> [EXERCISE DIRECTIONS]: Your task is to transcribe the records exactly, skipping every image.

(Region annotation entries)
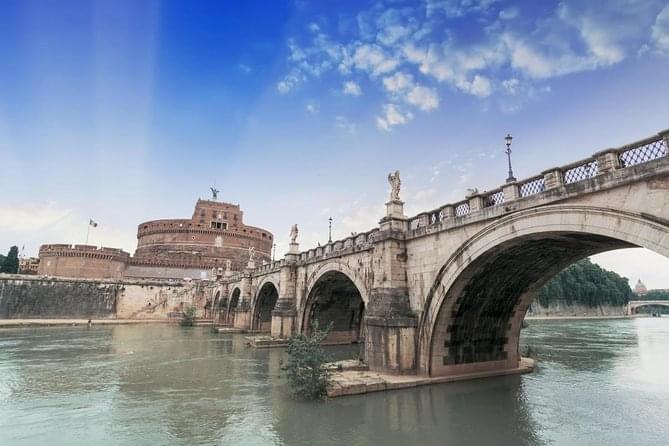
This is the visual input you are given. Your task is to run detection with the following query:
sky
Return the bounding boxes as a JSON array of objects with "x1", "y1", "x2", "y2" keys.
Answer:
[{"x1": 0, "y1": 0, "x2": 669, "y2": 288}]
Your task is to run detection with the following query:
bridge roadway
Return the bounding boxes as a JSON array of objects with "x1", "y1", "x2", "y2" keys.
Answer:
[{"x1": 211, "y1": 130, "x2": 669, "y2": 378}]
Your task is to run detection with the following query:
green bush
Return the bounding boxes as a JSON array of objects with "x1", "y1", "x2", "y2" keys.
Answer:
[
  {"x1": 181, "y1": 306, "x2": 197, "y2": 327},
  {"x1": 281, "y1": 321, "x2": 332, "y2": 400}
]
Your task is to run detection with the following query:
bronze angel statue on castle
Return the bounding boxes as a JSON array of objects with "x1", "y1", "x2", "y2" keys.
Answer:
[{"x1": 388, "y1": 170, "x2": 402, "y2": 201}]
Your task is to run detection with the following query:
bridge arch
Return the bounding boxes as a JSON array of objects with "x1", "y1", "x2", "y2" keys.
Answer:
[
  {"x1": 627, "y1": 300, "x2": 669, "y2": 314},
  {"x1": 301, "y1": 262, "x2": 367, "y2": 344},
  {"x1": 417, "y1": 205, "x2": 669, "y2": 376},
  {"x1": 223, "y1": 286, "x2": 242, "y2": 325},
  {"x1": 251, "y1": 279, "x2": 279, "y2": 331},
  {"x1": 211, "y1": 288, "x2": 221, "y2": 323}
]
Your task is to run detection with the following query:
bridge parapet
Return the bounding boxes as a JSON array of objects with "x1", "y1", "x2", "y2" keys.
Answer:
[
  {"x1": 408, "y1": 130, "x2": 669, "y2": 237},
  {"x1": 298, "y1": 228, "x2": 379, "y2": 264}
]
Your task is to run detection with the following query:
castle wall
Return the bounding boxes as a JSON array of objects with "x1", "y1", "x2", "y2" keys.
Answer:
[
  {"x1": 124, "y1": 264, "x2": 211, "y2": 279},
  {"x1": 37, "y1": 245, "x2": 130, "y2": 279}
]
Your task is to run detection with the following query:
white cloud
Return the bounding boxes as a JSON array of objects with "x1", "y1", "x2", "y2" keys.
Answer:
[
  {"x1": 277, "y1": 0, "x2": 669, "y2": 120},
  {"x1": 304, "y1": 101, "x2": 320, "y2": 115},
  {"x1": 276, "y1": 71, "x2": 304, "y2": 94},
  {"x1": 0, "y1": 202, "x2": 136, "y2": 256},
  {"x1": 352, "y1": 44, "x2": 399, "y2": 76},
  {"x1": 426, "y1": 0, "x2": 497, "y2": 18},
  {"x1": 383, "y1": 72, "x2": 413, "y2": 93},
  {"x1": 651, "y1": 5, "x2": 669, "y2": 53},
  {"x1": 502, "y1": 78, "x2": 520, "y2": 95},
  {"x1": 499, "y1": 7, "x2": 520, "y2": 20},
  {"x1": 407, "y1": 85, "x2": 439, "y2": 111},
  {"x1": 383, "y1": 72, "x2": 439, "y2": 111},
  {"x1": 343, "y1": 81, "x2": 362, "y2": 96},
  {"x1": 0, "y1": 203, "x2": 74, "y2": 232},
  {"x1": 335, "y1": 116, "x2": 357, "y2": 134},
  {"x1": 376, "y1": 104, "x2": 413, "y2": 131},
  {"x1": 307, "y1": 22, "x2": 321, "y2": 33}
]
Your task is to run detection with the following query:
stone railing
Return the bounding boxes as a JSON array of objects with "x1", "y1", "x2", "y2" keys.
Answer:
[
  {"x1": 409, "y1": 130, "x2": 669, "y2": 235},
  {"x1": 299, "y1": 228, "x2": 379, "y2": 262}
]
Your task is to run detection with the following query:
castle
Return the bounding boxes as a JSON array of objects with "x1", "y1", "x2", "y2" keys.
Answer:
[{"x1": 38, "y1": 194, "x2": 274, "y2": 279}]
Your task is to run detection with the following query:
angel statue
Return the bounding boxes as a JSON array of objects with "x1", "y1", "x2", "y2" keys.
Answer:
[
  {"x1": 388, "y1": 170, "x2": 402, "y2": 201},
  {"x1": 290, "y1": 224, "x2": 299, "y2": 243}
]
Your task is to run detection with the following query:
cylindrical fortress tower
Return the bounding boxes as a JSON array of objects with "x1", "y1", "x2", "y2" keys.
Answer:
[
  {"x1": 38, "y1": 200, "x2": 274, "y2": 279},
  {"x1": 130, "y1": 200, "x2": 274, "y2": 271}
]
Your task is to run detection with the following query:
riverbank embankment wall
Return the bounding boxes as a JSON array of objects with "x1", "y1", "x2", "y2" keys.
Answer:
[{"x1": 0, "y1": 275, "x2": 206, "y2": 319}]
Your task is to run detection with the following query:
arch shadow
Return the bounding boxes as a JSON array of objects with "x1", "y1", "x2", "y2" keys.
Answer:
[
  {"x1": 417, "y1": 205, "x2": 669, "y2": 376},
  {"x1": 301, "y1": 270, "x2": 365, "y2": 345}
]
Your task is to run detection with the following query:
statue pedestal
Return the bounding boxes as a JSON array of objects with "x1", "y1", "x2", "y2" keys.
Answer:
[
  {"x1": 386, "y1": 200, "x2": 406, "y2": 219},
  {"x1": 379, "y1": 200, "x2": 409, "y2": 232}
]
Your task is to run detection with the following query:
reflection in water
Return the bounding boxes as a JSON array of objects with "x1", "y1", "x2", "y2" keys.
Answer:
[{"x1": 0, "y1": 318, "x2": 669, "y2": 445}]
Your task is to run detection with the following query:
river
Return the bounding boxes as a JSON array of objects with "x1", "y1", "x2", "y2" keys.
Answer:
[{"x1": 0, "y1": 318, "x2": 669, "y2": 446}]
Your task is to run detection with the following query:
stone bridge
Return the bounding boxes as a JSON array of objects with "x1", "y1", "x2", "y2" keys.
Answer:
[
  {"x1": 212, "y1": 130, "x2": 669, "y2": 377},
  {"x1": 625, "y1": 300, "x2": 669, "y2": 315}
]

> [WRITTEN REPLY]:
This is the visual input you are given. Your task is to run detection with the following query:
sky
Return the bounding boxes as a JSON array of objects with "x1", "y1", "x2", "y2" keys.
Answer:
[{"x1": 0, "y1": 0, "x2": 669, "y2": 288}]
Your task is to run detection with the following query:
bridge roadway
Return the bounding boxes as a JSON array of objects with "x1", "y1", "x2", "y2" keys.
Answer:
[{"x1": 211, "y1": 130, "x2": 669, "y2": 378}]
Your task is to run detection with the following query:
green bush
Return the bounding boxes as a JSON array of objects with "x1", "y1", "x2", "y2" keys.
Answer:
[
  {"x1": 181, "y1": 306, "x2": 197, "y2": 327},
  {"x1": 281, "y1": 321, "x2": 332, "y2": 400}
]
Your task is to run detection with the following query:
bronze angel statue on castle
Return the bounding boxes as a JSON array of objects with "x1", "y1", "x2", "y2" keys.
Answer:
[{"x1": 388, "y1": 170, "x2": 402, "y2": 201}]
Your task is to run detection with the following query:
bridge arch
Return the bounding boxes as a JSON array of objects with "x1", "y1", "x2", "y2" keys.
Answer:
[
  {"x1": 627, "y1": 300, "x2": 669, "y2": 314},
  {"x1": 301, "y1": 262, "x2": 367, "y2": 344},
  {"x1": 417, "y1": 205, "x2": 669, "y2": 376},
  {"x1": 223, "y1": 286, "x2": 242, "y2": 325},
  {"x1": 251, "y1": 279, "x2": 279, "y2": 331},
  {"x1": 211, "y1": 288, "x2": 221, "y2": 323}
]
Your task is to run detection with the following query:
bridge parapet
Return the bounding boxes as a JSON array of objects with "x1", "y1", "x2", "y2" keys.
Answer:
[
  {"x1": 408, "y1": 130, "x2": 669, "y2": 237},
  {"x1": 298, "y1": 228, "x2": 379, "y2": 264}
]
Your task is to run detection with the following query:
castle wall
Return the bounding boxes as a JSON array of objects with "x1", "y1", "x2", "y2" keys.
Answer:
[
  {"x1": 124, "y1": 264, "x2": 211, "y2": 279},
  {"x1": 37, "y1": 245, "x2": 130, "y2": 279}
]
Your task is to run detection with the following query:
white cloud
Return the bounding boxes as a JSON array of objects with "x1", "y1", "x2", "y2" keys.
Answer:
[
  {"x1": 277, "y1": 0, "x2": 669, "y2": 120},
  {"x1": 304, "y1": 101, "x2": 320, "y2": 115},
  {"x1": 276, "y1": 71, "x2": 304, "y2": 94},
  {"x1": 0, "y1": 202, "x2": 136, "y2": 256},
  {"x1": 352, "y1": 44, "x2": 399, "y2": 76},
  {"x1": 426, "y1": 0, "x2": 497, "y2": 18},
  {"x1": 383, "y1": 72, "x2": 413, "y2": 93},
  {"x1": 651, "y1": 5, "x2": 669, "y2": 53},
  {"x1": 502, "y1": 78, "x2": 520, "y2": 95},
  {"x1": 499, "y1": 7, "x2": 520, "y2": 20},
  {"x1": 407, "y1": 85, "x2": 439, "y2": 111},
  {"x1": 383, "y1": 72, "x2": 439, "y2": 111},
  {"x1": 343, "y1": 81, "x2": 362, "y2": 96},
  {"x1": 0, "y1": 203, "x2": 74, "y2": 232},
  {"x1": 335, "y1": 116, "x2": 357, "y2": 134},
  {"x1": 376, "y1": 104, "x2": 413, "y2": 131},
  {"x1": 307, "y1": 22, "x2": 321, "y2": 33}
]
Your task is to run detection with the following query:
stone railing
Return the bounding boxes as a JSON array of objects with "x1", "y1", "x2", "y2" keys.
Answer:
[
  {"x1": 409, "y1": 130, "x2": 669, "y2": 235},
  {"x1": 299, "y1": 228, "x2": 379, "y2": 262}
]
Your task is to run detection with the following query:
castle
Return the bounding boxes as a JSON array of objects with "x1", "y1", "x2", "y2" keys.
Answer:
[{"x1": 38, "y1": 194, "x2": 274, "y2": 279}]
Your task is to run detection with the following query:
angel statue
Return the bounding boxes as a JSON array of objects with "x1", "y1", "x2", "y2" keys.
Answer:
[
  {"x1": 388, "y1": 170, "x2": 402, "y2": 201},
  {"x1": 290, "y1": 224, "x2": 299, "y2": 243}
]
Your task is to run detection with the following query:
cylindrical fortress tower
Return the bounding boxes as a JSON array of objects with "x1", "y1", "x2", "y2" keys.
Answer:
[
  {"x1": 38, "y1": 200, "x2": 274, "y2": 279},
  {"x1": 130, "y1": 200, "x2": 274, "y2": 271}
]
Your task is to run detection with the following query:
riverbank embankment wall
Return the bounding boxes as a JSON array of objects with "x1", "y1", "x2", "y2" keys.
Answer:
[{"x1": 0, "y1": 275, "x2": 206, "y2": 319}]
Your task is to run detection with the following query:
arch shadow
Return the bounding boxes as a JSON array of objects with "x1", "y1", "x2", "y2" keys.
Answer:
[
  {"x1": 417, "y1": 205, "x2": 669, "y2": 376},
  {"x1": 301, "y1": 270, "x2": 365, "y2": 345}
]
Your task is to run detection with the following query:
statue pedestal
Return the bounding boxes as a JSON array of objects with "x1", "y1", "x2", "y2" keys.
Answer:
[
  {"x1": 386, "y1": 200, "x2": 406, "y2": 219},
  {"x1": 379, "y1": 200, "x2": 409, "y2": 232}
]
Your task is to run detection with the following query:
reflection in water
Return the bounding boxes as a JSON array of objects with "x1", "y1", "x2", "y2" keys.
Answer:
[{"x1": 0, "y1": 318, "x2": 669, "y2": 445}]
Your task is to run detection with the following query:
river
Return the bounding boxes as a JSON array of objects with "x1", "y1", "x2", "y2" keys.
Answer:
[{"x1": 0, "y1": 318, "x2": 669, "y2": 446}]
Your task is to run detection with the following query:
stone bridge
Return the bounding boxes as a JSON array of objects with "x1", "y1", "x2", "y2" keys.
Answer:
[
  {"x1": 212, "y1": 130, "x2": 669, "y2": 377},
  {"x1": 625, "y1": 300, "x2": 669, "y2": 315}
]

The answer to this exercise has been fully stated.